> [Exercise description]: Set down, exactly as written, the lines from the line holding "[point] every instance of the airplane" to the end of the data, inclusive, skipping any pictures.

══════════

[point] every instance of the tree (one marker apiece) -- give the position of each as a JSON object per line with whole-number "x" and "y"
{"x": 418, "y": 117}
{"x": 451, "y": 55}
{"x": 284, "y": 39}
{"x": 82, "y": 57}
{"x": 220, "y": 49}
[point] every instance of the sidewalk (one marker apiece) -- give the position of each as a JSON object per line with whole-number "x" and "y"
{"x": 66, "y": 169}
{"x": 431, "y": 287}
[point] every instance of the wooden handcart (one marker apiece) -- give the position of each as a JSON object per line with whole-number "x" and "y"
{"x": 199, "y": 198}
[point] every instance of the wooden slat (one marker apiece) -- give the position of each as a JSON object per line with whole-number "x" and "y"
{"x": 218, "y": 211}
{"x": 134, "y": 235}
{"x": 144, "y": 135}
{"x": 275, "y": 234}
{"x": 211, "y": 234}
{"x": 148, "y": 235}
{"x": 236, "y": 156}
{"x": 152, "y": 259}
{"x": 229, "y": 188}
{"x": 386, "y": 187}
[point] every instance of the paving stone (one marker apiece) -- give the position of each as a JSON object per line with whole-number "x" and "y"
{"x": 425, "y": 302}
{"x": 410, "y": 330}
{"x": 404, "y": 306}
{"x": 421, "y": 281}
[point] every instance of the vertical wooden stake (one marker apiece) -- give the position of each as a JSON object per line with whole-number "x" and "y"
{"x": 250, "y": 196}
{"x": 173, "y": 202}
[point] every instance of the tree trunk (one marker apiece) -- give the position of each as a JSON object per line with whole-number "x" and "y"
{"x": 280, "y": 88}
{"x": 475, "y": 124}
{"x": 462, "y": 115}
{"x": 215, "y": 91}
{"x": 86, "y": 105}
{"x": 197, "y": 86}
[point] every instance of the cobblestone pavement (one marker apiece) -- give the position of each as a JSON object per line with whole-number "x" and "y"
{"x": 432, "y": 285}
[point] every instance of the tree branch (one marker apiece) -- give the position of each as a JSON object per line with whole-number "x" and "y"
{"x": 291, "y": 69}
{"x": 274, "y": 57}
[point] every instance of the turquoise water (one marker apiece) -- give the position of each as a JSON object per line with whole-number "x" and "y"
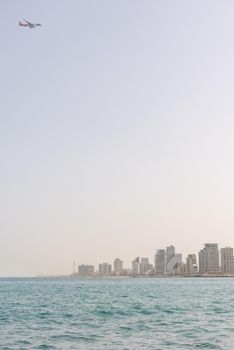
{"x": 162, "y": 314}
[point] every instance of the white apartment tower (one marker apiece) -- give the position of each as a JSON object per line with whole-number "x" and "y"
{"x": 160, "y": 261}
{"x": 104, "y": 269}
{"x": 226, "y": 255}
{"x": 209, "y": 258}
{"x": 118, "y": 266}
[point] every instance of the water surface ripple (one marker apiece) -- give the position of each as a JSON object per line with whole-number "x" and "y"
{"x": 115, "y": 313}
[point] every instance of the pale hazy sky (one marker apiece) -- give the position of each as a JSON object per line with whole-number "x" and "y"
{"x": 116, "y": 130}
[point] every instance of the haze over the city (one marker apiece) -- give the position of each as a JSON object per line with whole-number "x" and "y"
{"x": 116, "y": 131}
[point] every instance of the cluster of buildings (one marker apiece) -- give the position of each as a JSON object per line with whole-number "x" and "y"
{"x": 211, "y": 261}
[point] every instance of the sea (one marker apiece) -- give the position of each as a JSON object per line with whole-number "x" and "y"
{"x": 117, "y": 313}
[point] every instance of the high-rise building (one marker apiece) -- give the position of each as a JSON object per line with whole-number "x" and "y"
{"x": 174, "y": 263}
{"x": 85, "y": 270}
{"x": 191, "y": 263}
{"x": 170, "y": 252}
{"x": 118, "y": 266}
{"x": 160, "y": 261}
{"x": 104, "y": 269}
{"x": 145, "y": 266}
{"x": 227, "y": 262}
{"x": 136, "y": 266}
{"x": 209, "y": 258}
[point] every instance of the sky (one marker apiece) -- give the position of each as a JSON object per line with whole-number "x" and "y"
{"x": 116, "y": 131}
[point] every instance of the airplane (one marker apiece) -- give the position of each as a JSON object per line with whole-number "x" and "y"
{"x": 29, "y": 24}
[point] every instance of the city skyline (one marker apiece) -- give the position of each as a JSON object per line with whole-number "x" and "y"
{"x": 209, "y": 259}
{"x": 116, "y": 130}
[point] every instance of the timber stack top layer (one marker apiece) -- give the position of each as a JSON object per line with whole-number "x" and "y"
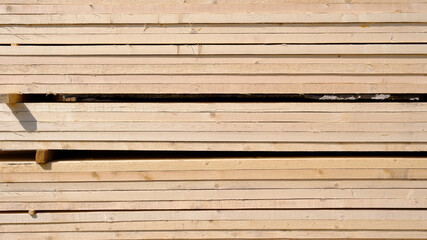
{"x": 213, "y": 119}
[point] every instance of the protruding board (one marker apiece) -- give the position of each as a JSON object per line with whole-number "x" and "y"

══════════

> [Solution]:
[point] every instance of the airplane (one marker apiece) -- give the position of each as a JSON object per line with whole-number "x" and "y"
{"x": 29, "y": 24}
[point] every instance of the city skyline (one marker apiece) -- give the position of each as a JSON object per line with whole-number "x" and "y"
{"x": 209, "y": 259}
{"x": 116, "y": 130}
[point] every instance of the timber stack top layer (one marker apiece) -- give the position of each as a JSON object per line with whole-number "x" and "y"
{"x": 213, "y": 119}
[point] every instance of the protruding board (one marker apiece) -- give the position of each as a JSON object per line with whole-number "x" and "y"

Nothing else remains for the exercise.